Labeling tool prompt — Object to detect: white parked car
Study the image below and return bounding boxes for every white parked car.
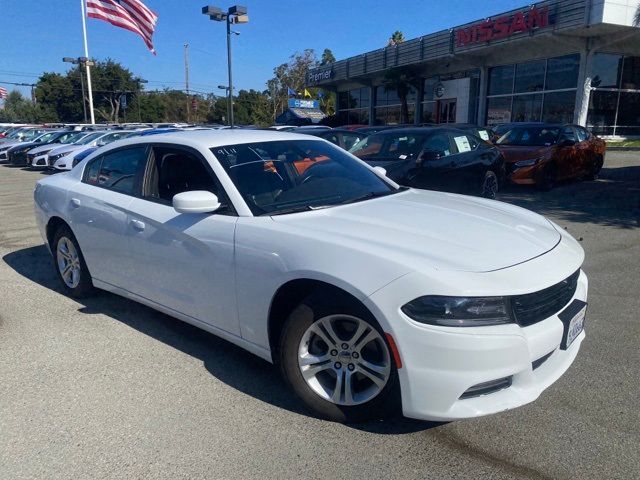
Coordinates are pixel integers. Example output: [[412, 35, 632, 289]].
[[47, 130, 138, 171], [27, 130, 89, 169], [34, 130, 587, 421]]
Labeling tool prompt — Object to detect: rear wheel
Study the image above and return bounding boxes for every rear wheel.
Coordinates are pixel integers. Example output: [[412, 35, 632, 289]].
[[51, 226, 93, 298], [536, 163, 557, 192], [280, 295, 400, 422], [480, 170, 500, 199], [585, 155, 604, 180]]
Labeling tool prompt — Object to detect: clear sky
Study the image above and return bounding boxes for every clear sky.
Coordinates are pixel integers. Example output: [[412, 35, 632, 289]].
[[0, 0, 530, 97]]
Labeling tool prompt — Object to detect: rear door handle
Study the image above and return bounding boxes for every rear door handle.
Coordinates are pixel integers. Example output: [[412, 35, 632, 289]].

AIM> Can you retype all of the lines above exactly, leaving the pictures out?

OUTPUT>
Labeling tool prompt — Object to detect: white parked car
Study the image below and return bounding boxes for every white parked car.
Coordinates are pixel integers. Example output: [[412, 35, 632, 289]].
[[47, 130, 138, 171], [27, 130, 89, 169], [34, 130, 587, 421]]
Labeling tool prompt — Object to detect: rear wheel
Study the image above and return bounding boxes for every rear wheel.
Coordinates are pixel integers. Example output: [[412, 35, 632, 289]].
[[51, 226, 93, 298], [536, 163, 557, 192], [280, 295, 400, 422], [480, 170, 500, 199], [585, 155, 604, 180]]
Labeling tool prompt — Object to detect: clear sky
Study the image above and return bounding boxes for every clear sky.
Coordinates are pixel integers. Example output: [[412, 35, 632, 289]].
[[0, 0, 530, 97]]
Labeling tool prompt — Object to detect: rear door handle
Study the image above and return bounding boxes for every rear door handle.
Coordinates are pixel integers. Example output: [[412, 35, 632, 289]].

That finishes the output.